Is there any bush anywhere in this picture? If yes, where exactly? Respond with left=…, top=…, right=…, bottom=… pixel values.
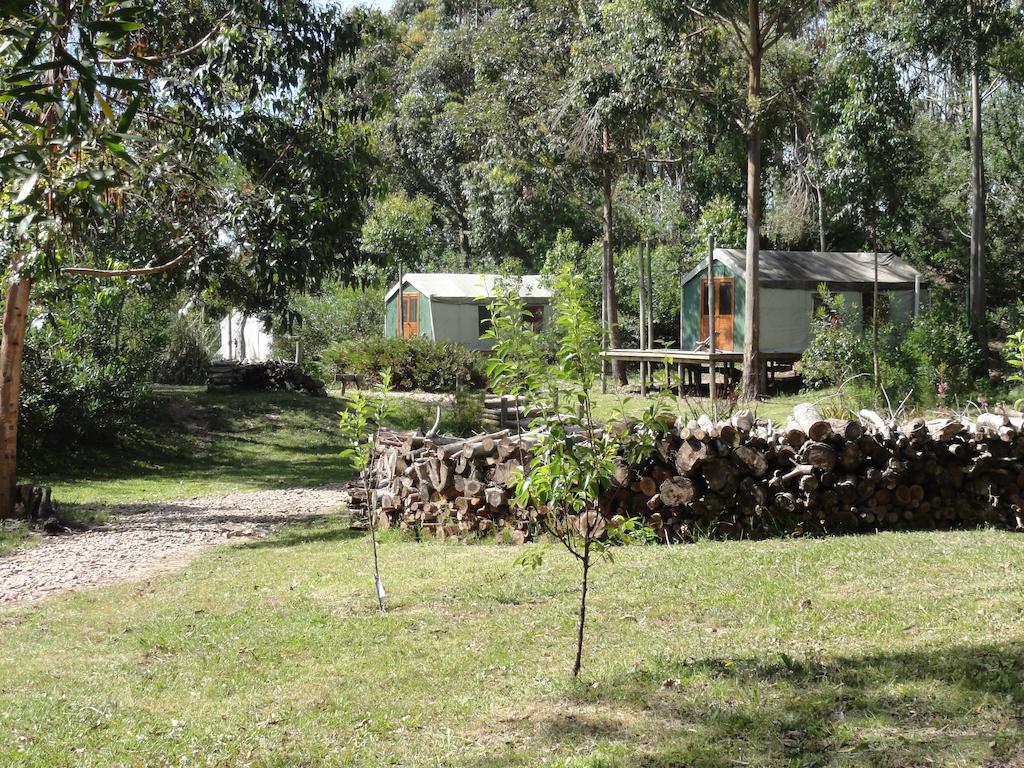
left=797, top=287, right=872, bottom=389
left=20, top=333, right=146, bottom=471
left=323, top=336, right=486, bottom=392
left=270, top=281, right=386, bottom=363
left=899, top=307, right=981, bottom=404
left=153, top=315, right=214, bottom=385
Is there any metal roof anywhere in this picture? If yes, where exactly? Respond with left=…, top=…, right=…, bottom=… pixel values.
left=384, top=273, right=552, bottom=303
left=681, top=249, right=928, bottom=291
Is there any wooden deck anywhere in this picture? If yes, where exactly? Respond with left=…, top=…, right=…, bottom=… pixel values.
left=600, top=348, right=801, bottom=399
left=601, top=348, right=743, bottom=364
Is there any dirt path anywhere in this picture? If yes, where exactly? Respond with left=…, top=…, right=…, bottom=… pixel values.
left=0, top=486, right=351, bottom=608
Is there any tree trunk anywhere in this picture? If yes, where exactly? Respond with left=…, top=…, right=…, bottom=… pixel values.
left=602, top=126, right=626, bottom=386
left=872, top=247, right=880, bottom=387
left=0, top=274, right=32, bottom=518
left=456, top=213, right=473, bottom=269
left=572, top=544, right=591, bottom=677
left=740, top=0, right=764, bottom=401
left=815, top=183, right=827, bottom=252
left=969, top=64, right=987, bottom=357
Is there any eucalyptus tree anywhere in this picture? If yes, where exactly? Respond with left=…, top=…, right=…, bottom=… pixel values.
left=0, top=1, right=371, bottom=517
left=557, top=0, right=673, bottom=385
left=814, top=35, right=917, bottom=385
left=886, top=0, right=1023, bottom=349
left=670, top=0, right=822, bottom=399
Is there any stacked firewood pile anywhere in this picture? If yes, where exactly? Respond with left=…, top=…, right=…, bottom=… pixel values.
left=207, top=360, right=327, bottom=396
left=358, top=403, right=1024, bottom=542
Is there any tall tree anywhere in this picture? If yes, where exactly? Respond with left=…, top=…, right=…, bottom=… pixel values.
left=891, top=0, right=1023, bottom=352
left=814, top=33, right=916, bottom=384
left=680, top=0, right=818, bottom=399
left=0, top=1, right=370, bottom=517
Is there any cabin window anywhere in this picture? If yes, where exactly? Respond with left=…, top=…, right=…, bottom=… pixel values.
left=478, top=305, right=492, bottom=338
left=524, top=304, right=544, bottom=330
left=861, top=291, right=890, bottom=327
left=717, top=282, right=733, bottom=315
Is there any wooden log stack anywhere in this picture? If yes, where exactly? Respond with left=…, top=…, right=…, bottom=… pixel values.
left=207, top=360, right=327, bottom=396
left=359, top=403, right=1024, bottom=543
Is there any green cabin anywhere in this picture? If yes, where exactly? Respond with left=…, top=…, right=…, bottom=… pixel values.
left=679, top=249, right=927, bottom=354
left=384, top=273, right=552, bottom=351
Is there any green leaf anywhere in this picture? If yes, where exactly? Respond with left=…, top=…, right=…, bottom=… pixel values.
left=13, top=171, right=37, bottom=204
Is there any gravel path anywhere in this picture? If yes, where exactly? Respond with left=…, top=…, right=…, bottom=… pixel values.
left=0, top=486, right=351, bottom=608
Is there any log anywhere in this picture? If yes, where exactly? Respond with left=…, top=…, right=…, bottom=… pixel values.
left=793, top=403, right=832, bottom=441
left=659, top=476, right=695, bottom=507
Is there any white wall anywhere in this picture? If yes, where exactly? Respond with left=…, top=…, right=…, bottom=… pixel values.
left=760, top=288, right=923, bottom=354
left=430, top=300, right=549, bottom=351
left=760, top=288, right=812, bottom=353
left=431, top=302, right=488, bottom=350
left=217, top=311, right=274, bottom=362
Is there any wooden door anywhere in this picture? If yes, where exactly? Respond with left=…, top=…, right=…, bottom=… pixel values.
left=399, top=292, right=419, bottom=338
left=699, top=277, right=735, bottom=351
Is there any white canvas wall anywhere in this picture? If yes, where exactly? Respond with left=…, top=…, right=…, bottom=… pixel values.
left=430, top=302, right=489, bottom=350
left=217, top=311, right=274, bottom=361
left=760, top=288, right=922, bottom=354
left=429, top=300, right=549, bottom=351
left=760, top=289, right=861, bottom=353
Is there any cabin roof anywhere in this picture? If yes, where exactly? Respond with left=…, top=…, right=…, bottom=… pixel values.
left=681, top=249, right=928, bottom=291
left=384, top=273, right=552, bottom=304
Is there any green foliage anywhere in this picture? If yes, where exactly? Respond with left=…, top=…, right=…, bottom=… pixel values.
left=323, top=336, right=485, bottom=392
left=899, top=308, right=981, bottom=403
left=338, top=371, right=393, bottom=473
left=271, top=281, right=386, bottom=364
left=796, top=286, right=872, bottom=390
left=153, top=315, right=214, bottom=385
left=360, top=192, right=439, bottom=268
left=20, top=331, right=147, bottom=474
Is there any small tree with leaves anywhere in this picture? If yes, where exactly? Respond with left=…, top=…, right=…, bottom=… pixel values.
left=483, top=275, right=550, bottom=434
left=507, top=267, right=651, bottom=677
left=1006, top=328, right=1024, bottom=409
left=338, top=370, right=394, bottom=611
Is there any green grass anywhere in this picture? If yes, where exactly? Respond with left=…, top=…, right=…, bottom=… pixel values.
left=589, top=387, right=846, bottom=426
left=0, top=522, right=31, bottom=555
left=27, top=386, right=472, bottom=508
left=2, top=523, right=1022, bottom=767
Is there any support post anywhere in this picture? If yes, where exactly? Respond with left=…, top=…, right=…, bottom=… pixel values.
left=913, top=274, right=921, bottom=319
left=707, top=236, right=717, bottom=414
left=600, top=261, right=608, bottom=394
left=638, top=241, right=647, bottom=397
left=646, top=239, right=654, bottom=352
left=397, top=263, right=404, bottom=338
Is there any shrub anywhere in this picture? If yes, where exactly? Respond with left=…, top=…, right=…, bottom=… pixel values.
left=153, top=315, right=214, bottom=385
left=900, top=307, right=980, bottom=403
left=797, top=287, right=872, bottom=389
left=270, top=280, right=385, bottom=363
left=20, top=334, right=146, bottom=471
left=323, top=336, right=486, bottom=392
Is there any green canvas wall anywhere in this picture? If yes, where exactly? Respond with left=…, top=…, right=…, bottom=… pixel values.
left=384, top=284, right=433, bottom=339
left=680, top=260, right=746, bottom=351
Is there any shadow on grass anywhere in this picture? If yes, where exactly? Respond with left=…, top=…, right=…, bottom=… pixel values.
left=240, top=520, right=364, bottom=550
left=31, top=388, right=353, bottom=497
left=462, top=641, right=1024, bottom=767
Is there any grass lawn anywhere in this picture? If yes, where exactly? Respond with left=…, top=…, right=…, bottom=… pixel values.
left=1, top=523, right=1022, bottom=767
left=589, top=387, right=845, bottom=425
left=27, top=386, right=474, bottom=508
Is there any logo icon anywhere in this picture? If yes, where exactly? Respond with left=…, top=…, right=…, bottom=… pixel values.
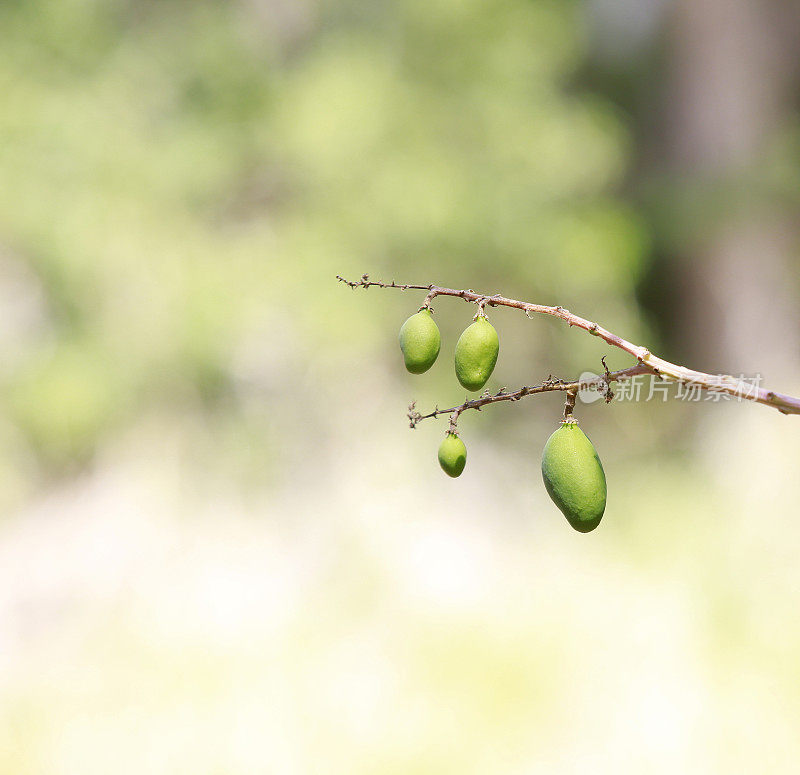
left=577, top=372, right=603, bottom=404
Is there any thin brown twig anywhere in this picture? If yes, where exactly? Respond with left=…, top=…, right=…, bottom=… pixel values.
left=407, top=365, right=652, bottom=430
left=339, top=274, right=800, bottom=416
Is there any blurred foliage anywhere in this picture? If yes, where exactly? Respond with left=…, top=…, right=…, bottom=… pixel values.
left=0, top=0, right=647, bottom=484
left=2, top=3, right=800, bottom=774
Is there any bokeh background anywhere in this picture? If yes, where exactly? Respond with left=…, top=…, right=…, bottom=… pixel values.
left=1, top=0, right=799, bottom=772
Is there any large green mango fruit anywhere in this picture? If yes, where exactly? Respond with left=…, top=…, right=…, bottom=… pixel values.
left=541, top=421, right=606, bottom=533
left=454, top=316, right=499, bottom=391
left=399, top=309, right=441, bottom=374
left=438, top=432, right=467, bottom=478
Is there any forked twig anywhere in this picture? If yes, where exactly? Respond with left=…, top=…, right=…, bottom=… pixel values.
left=407, top=365, right=649, bottom=429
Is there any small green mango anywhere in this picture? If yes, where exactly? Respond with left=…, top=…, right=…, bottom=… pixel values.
left=541, top=421, right=606, bottom=533
left=399, top=309, right=441, bottom=374
left=454, top=316, right=499, bottom=391
left=438, top=433, right=467, bottom=478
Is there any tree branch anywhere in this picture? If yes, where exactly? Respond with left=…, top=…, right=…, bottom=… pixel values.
left=407, top=365, right=652, bottom=430
left=338, top=274, right=800, bottom=416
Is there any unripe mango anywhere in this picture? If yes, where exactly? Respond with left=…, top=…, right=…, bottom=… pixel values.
left=454, top=316, right=499, bottom=391
left=438, top=432, right=467, bottom=477
left=541, top=421, right=606, bottom=533
left=399, top=309, right=441, bottom=374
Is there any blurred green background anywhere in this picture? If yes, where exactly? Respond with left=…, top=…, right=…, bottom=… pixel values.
left=0, top=0, right=799, bottom=771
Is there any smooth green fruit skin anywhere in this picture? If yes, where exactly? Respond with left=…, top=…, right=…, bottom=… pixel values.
left=399, top=309, right=441, bottom=374
left=454, top=317, right=499, bottom=391
left=438, top=433, right=467, bottom=478
left=541, top=422, right=606, bottom=533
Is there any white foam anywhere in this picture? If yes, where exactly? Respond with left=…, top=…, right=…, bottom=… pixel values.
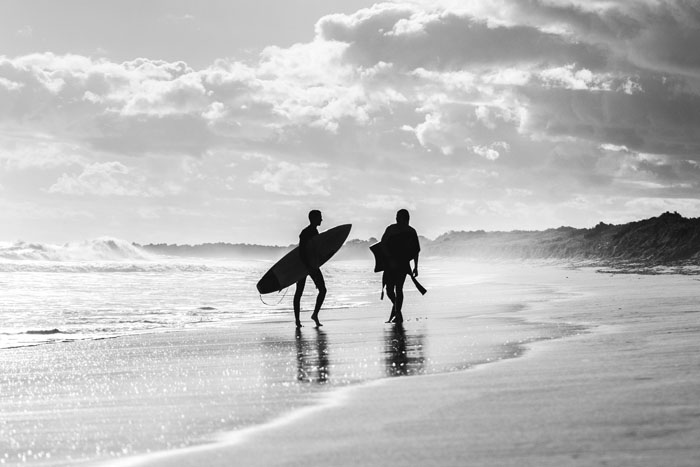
left=0, top=237, right=153, bottom=262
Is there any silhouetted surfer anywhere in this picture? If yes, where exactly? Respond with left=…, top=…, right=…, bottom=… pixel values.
left=293, top=210, right=326, bottom=328
left=381, top=209, right=420, bottom=323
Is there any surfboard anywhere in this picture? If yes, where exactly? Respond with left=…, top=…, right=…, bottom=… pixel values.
left=256, top=224, right=352, bottom=294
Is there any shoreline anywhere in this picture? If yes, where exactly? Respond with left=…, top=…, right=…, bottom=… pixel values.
left=1, top=262, right=580, bottom=466
left=101, top=325, right=586, bottom=467
left=96, top=265, right=587, bottom=467
left=98, top=268, right=700, bottom=467
left=5, top=263, right=698, bottom=466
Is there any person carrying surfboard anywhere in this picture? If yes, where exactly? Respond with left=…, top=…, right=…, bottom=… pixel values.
left=380, top=209, right=421, bottom=323
left=293, top=210, right=327, bottom=328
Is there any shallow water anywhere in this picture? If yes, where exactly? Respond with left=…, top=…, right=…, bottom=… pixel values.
left=0, top=252, right=581, bottom=466
left=0, top=257, right=376, bottom=349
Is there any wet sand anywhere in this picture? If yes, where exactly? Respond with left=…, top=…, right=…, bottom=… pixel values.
left=3, top=263, right=699, bottom=466
left=106, top=266, right=700, bottom=467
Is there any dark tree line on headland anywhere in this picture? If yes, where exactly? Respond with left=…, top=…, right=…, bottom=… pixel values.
left=425, top=211, right=700, bottom=264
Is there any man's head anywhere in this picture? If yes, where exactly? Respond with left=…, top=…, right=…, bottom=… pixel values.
left=309, top=209, right=323, bottom=226
left=396, top=209, right=410, bottom=225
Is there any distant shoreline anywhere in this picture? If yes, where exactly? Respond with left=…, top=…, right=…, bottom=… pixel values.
left=138, top=212, right=700, bottom=267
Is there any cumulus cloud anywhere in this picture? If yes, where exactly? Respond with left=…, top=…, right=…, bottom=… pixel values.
left=0, top=2, right=691, bottom=166
left=3, top=0, right=700, bottom=241
left=0, top=44, right=377, bottom=156
left=2, top=2, right=699, bottom=161
left=411, top=0, right=700, bottom=76
left=413, top=111, right=470, bottom=155
left=0, top=76, right=23, bottom=91
left=472, top=142, right=510, bottom=160
left=317, top=3, right=607, bottom=71
left=313, top=1, right=700, bottom=160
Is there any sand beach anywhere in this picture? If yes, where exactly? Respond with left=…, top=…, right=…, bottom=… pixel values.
left=4, top=0, right=700, bottom=465
left=2, top=262, right=700, bottom=466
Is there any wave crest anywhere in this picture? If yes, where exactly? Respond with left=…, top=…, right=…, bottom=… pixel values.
left=0, top=237, right=153, bottom=262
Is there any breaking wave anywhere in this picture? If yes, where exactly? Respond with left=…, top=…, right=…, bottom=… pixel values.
left=0, top=238, right=256, bottom=273
left=0, top=237, right=153, bottom=262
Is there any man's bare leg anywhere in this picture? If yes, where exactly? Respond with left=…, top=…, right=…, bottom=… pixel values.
left=293, top=278, right=305, bottom=328
left=309, top=269, right=326, bottom=327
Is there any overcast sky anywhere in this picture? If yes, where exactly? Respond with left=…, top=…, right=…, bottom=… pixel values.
left=2, top=0, right=700, bottom=245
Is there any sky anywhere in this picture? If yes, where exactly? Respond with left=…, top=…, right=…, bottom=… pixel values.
left=2, top=0, right=700, bottom=245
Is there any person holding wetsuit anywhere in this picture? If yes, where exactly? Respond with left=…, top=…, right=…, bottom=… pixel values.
left=293, top=210, right=326, bottom=328
left=381, top=209, right=420, bottom=323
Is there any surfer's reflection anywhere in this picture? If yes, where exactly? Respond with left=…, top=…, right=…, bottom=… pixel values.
left=384, top=324, right=425, bottom=377
left=295, top=328, right=330, bottom=384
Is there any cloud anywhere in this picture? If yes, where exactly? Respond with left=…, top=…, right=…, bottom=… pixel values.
left=48, top=161, right=179, bottom=197
left=3, top=1, right=700, bottom=242
left=519, top=74, right=700, bottom=155
left=472, top=142, right=510, bottom=160
left=0, top=76, right=23, bottom=91
left=537, top=65, right=620, bottom=91
left=413, top=111, right=469, bottom=155
left=0, top=137, right=85, bottom=170
left=249, top=161, right=332, bottom=196
left=317, top=3, right=607, bottom=71
left=311, top=1, right=700, bottom=160
left=0, top=47, right=376, bottom=157
left=409, top=0, right=700, bottom=74
left=0, top=55, right=240, bottom=156
left=2, top=2, right=699, bottom=163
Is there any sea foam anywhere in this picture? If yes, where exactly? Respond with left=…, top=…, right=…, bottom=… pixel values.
left=0, top=238, right=235, bottom=273
left=0, top=237, right=153, bottom=262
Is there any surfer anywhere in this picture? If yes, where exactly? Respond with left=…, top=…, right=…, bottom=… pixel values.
left=293, top=210, right=327, bottom=328
left=381, top=209, right=420, bottom=323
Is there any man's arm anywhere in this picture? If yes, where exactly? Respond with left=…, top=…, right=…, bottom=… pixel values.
left=299, top=228, right=319, bottom=271
left=299, top=230, right=312, bottom=270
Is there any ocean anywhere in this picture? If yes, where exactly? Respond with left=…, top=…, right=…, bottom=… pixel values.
left=0, top=238, right=378, bottom=350
left=0, top=238, right=580, bottom=466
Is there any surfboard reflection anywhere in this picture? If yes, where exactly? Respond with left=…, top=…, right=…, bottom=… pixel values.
left=295, top=328, right=330, bottom=384
left=384, top=324, right=425, bottom=377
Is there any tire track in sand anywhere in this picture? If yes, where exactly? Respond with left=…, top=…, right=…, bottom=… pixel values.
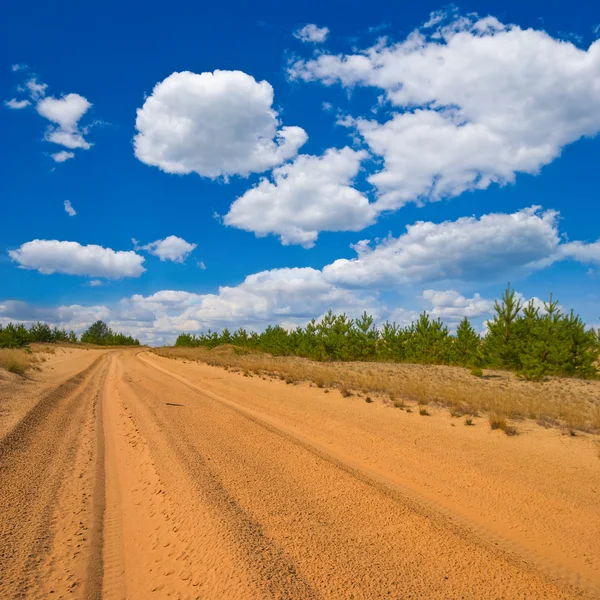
====================
* PROBLEM REQUIREMENTS
A word-for-word copy of the lines from the one containing "Is there any sea" through the last line of the records is what is wanted, without pictures and without any other line.

* ANSWER
Is there any sea foam anywhere in this picture? If yes, where exactly? Respond with left=…, top=…, right=…, bottom=… pixel values.
left=0, top=238, right=235, bottom=273
left=0, top=237, right=153, bottom=262
Is there any surfer anywhere in this picture? If yes, where exactly? Respond with left=…, top=…, right=…, bottom=… pixel values.
left=293, top=210, right=327, bottom=328
left=381, top=209, right=420, bottom=323
Is there any man's arm anywhere in this picture? If yes, where exactly? Respond with left=…, top=…, right=…, bottom=… pixel values.
left=299, top=228, right=319, bottom=271
left=299, top=230, right=312, bottom=270
Is there any ocean anywhere in this picture? If yes, where exactly? Respond with left=…, top=…, right=…, bottom=… pixel values.
left=0, top=238, right=378, bottom=350
left=0, top=238, right=580, bottom=466
Is there any surfboard reflection anywhere in this picture? If yes, where exactly? Respond with left=…, top=…, right=…, bottom=… pixel values.
left=295, top=328, right=330, bottom=384
left=384, top=324, right=425, bottom=377
Is there any tire track in sand anywhere in this picture? If yes, where exactly? Respond with left=…, top=…, right=…, bottom=… pixel values.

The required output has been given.